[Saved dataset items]
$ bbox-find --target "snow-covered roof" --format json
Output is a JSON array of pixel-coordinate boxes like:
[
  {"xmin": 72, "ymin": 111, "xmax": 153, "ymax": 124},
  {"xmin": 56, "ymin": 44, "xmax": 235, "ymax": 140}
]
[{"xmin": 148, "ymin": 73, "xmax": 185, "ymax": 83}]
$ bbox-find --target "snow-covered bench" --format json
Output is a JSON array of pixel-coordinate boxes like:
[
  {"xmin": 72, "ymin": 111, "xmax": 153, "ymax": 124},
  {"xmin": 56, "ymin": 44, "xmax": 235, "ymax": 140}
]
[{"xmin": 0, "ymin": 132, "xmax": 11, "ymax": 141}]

PROBLEM REQUIREMENTS :: Put the entire listing into a JSON array of strings, with one string for each line and blank lines left out.

ANSWER ::
[
  "$ bbox-find --target \"snow-covered roof\" --format json",
  "Output is a JSON array of pixel-coordinate boxes like:",
  "[",
  "  {\"xmin\": 72, \"ymin\": 111, \"xmax\": 153, \"ymax\": 124},",
  "  {\"xmin\": 56, \"ymin\": 44, \"xmax\": 235, \"ymax\": 140}",
  "]",
  "[{\"xmin\": 148, \"ymin\": 73, \"xmax\": 185, \"ymax\": 83}]",
  "$ bbox-find --target \"snow-covered bench\" --format json",
  "Output is a JSON array of pixel-coordinate boxes like:",
  "[",
  "  {\"xmin\": 72, \"ymin\": 111, \"xmax\": 153, \"ymax\": 124},",
  "  {\"xmin\": 56, \"ymin\": 44, \"xmax\": 235, \"ymax\": 140}",
  "]",
  "[{\"xmin\": 0, \"ymin\": 132, \"xmax\": 11, \"ymax\": 141}]"
]